Saved entries

____________

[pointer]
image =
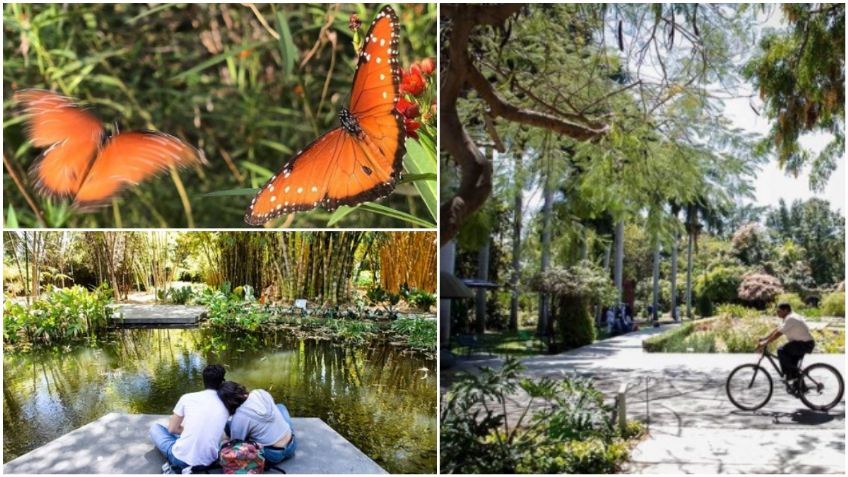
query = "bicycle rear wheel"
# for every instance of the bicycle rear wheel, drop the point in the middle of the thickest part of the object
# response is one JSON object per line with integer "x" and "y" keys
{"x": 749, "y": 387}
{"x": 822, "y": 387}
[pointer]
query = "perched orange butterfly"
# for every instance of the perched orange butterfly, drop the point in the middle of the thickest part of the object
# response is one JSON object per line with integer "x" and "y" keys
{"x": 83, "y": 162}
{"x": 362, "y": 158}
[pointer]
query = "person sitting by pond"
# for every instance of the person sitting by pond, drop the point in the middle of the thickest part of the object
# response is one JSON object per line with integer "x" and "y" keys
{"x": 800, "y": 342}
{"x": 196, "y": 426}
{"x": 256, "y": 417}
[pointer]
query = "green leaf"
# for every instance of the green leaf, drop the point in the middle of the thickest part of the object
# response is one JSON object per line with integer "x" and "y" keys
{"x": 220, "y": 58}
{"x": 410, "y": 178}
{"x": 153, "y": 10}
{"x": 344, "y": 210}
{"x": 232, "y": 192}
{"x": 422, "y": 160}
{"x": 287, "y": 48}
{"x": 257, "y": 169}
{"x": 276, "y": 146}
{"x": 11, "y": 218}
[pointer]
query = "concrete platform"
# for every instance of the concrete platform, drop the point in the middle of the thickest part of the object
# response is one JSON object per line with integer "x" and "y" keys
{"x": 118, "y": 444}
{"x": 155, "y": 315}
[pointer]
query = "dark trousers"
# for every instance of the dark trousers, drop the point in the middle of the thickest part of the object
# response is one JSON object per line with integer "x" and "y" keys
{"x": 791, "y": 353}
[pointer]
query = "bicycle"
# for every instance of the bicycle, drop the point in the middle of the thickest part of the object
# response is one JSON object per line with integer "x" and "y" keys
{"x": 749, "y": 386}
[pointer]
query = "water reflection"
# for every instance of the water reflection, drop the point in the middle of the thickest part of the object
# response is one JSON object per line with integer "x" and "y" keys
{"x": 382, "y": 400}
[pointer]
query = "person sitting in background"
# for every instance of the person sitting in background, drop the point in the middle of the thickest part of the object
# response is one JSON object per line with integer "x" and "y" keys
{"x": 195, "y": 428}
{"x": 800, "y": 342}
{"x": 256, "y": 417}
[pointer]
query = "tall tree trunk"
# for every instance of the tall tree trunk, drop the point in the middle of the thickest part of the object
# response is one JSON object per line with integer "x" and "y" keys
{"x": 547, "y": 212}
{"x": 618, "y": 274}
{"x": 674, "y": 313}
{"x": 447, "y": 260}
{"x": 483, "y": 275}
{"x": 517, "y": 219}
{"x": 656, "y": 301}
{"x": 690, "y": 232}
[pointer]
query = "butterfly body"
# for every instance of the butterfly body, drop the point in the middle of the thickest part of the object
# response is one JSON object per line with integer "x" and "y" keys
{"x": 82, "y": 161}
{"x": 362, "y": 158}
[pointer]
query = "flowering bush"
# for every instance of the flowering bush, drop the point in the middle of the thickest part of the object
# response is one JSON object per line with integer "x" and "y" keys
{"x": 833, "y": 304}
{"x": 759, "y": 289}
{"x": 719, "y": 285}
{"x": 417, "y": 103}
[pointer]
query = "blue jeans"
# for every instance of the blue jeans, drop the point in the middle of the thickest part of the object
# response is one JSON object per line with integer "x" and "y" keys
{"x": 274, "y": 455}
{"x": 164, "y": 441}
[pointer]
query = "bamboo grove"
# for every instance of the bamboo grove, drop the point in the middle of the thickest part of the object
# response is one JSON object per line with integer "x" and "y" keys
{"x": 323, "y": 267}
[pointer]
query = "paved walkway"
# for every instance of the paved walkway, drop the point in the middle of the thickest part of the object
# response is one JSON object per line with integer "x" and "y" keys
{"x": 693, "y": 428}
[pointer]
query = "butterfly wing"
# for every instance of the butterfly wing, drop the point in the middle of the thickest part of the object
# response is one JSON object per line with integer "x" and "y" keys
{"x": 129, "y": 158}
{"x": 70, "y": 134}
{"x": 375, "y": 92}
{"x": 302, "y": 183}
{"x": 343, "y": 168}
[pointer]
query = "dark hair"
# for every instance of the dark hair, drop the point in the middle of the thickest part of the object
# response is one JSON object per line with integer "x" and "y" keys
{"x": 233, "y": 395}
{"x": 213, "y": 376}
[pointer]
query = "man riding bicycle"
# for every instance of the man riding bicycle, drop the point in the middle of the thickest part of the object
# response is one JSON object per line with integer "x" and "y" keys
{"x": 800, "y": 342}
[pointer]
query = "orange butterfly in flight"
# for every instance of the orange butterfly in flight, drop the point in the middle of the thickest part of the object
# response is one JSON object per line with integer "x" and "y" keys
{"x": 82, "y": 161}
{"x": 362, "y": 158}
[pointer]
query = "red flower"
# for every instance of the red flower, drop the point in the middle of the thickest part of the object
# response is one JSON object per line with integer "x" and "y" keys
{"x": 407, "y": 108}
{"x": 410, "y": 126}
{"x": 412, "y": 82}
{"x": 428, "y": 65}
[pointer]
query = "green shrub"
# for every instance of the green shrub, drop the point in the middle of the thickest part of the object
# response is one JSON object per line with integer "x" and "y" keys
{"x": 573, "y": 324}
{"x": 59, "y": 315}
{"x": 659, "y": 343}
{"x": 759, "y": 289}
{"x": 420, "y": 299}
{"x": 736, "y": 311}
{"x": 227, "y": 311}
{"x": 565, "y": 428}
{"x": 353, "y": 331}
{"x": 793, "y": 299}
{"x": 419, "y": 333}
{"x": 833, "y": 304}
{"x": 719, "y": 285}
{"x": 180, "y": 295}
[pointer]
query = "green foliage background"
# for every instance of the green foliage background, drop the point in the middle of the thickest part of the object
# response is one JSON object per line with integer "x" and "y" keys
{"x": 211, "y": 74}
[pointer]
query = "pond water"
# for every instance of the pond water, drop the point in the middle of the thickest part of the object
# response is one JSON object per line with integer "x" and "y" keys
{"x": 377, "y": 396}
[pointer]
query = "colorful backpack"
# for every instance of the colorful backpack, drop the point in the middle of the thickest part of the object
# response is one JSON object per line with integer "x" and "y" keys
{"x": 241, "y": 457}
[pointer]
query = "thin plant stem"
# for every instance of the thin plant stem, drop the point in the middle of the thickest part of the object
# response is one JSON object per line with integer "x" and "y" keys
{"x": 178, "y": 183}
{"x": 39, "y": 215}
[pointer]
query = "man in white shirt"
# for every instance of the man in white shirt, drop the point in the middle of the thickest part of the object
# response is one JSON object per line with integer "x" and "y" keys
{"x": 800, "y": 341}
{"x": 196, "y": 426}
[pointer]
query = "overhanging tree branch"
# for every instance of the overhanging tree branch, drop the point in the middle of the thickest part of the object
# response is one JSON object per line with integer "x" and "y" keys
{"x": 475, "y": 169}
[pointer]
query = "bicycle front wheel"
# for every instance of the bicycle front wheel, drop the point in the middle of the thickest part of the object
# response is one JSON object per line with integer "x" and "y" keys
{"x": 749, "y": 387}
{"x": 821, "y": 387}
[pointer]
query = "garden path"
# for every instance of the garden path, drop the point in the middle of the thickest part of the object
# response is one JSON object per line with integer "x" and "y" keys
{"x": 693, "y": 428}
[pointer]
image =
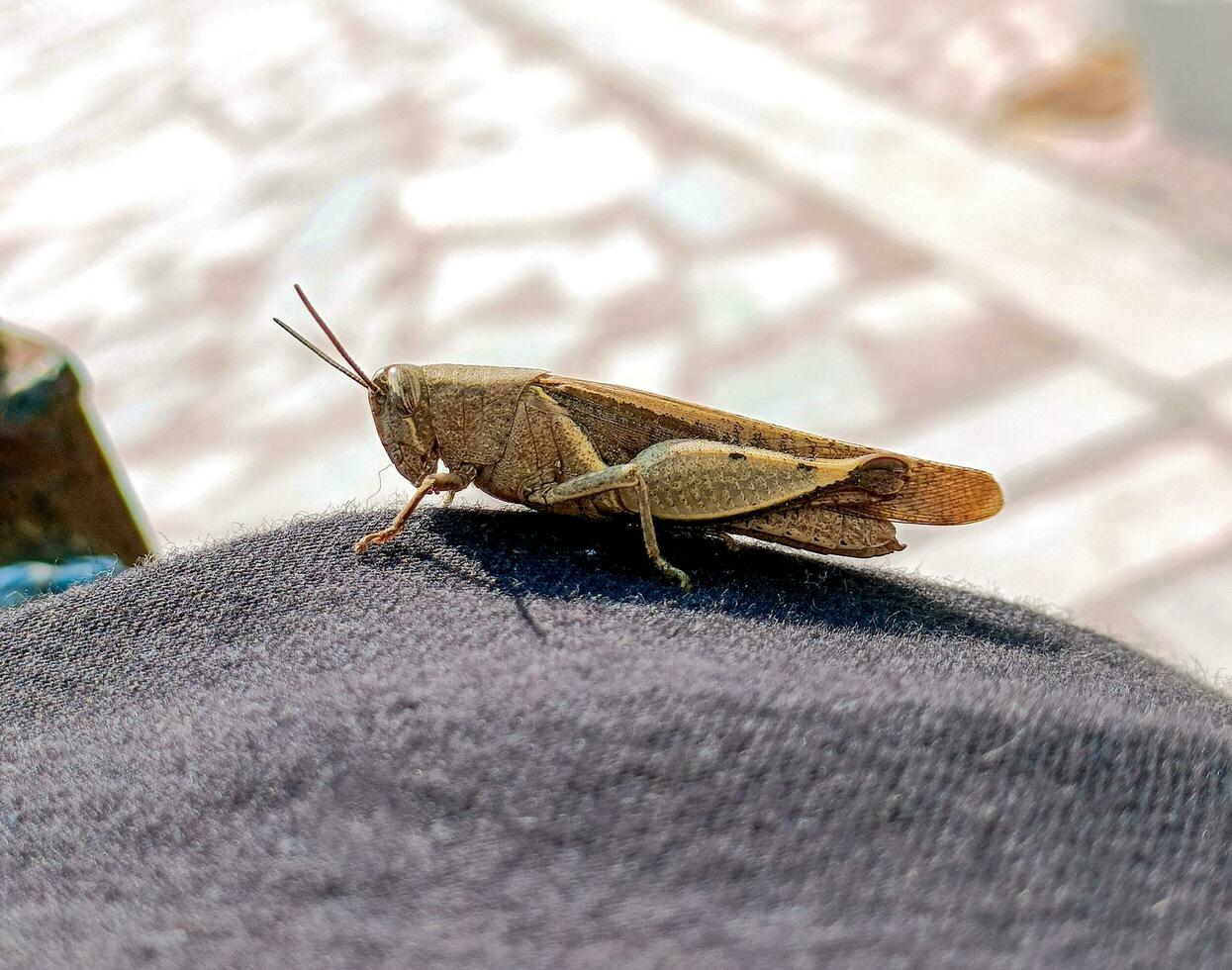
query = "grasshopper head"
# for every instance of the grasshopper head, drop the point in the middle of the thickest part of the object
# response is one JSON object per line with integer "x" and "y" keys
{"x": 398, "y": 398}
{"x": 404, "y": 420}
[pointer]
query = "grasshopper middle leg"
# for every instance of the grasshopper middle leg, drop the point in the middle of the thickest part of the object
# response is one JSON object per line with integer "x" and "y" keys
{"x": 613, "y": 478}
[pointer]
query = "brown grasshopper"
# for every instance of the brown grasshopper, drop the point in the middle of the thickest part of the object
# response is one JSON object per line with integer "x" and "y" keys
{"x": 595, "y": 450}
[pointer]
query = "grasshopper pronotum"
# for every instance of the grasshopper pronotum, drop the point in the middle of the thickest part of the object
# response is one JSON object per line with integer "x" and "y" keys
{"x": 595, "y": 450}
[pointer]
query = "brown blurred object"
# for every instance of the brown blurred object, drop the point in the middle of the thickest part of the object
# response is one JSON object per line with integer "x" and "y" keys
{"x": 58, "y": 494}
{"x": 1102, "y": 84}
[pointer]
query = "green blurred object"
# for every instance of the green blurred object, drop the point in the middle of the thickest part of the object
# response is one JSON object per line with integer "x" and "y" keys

____________

• _TASK OBJECTIVE_
Filter the records down to the lines that contain the string "bamboo", and copy those lines.

• _SOLUTION BELOW_
query = "bamboo grove"
# for every instance of the bamboo grove, drop the point in the middle of the thickest part of the object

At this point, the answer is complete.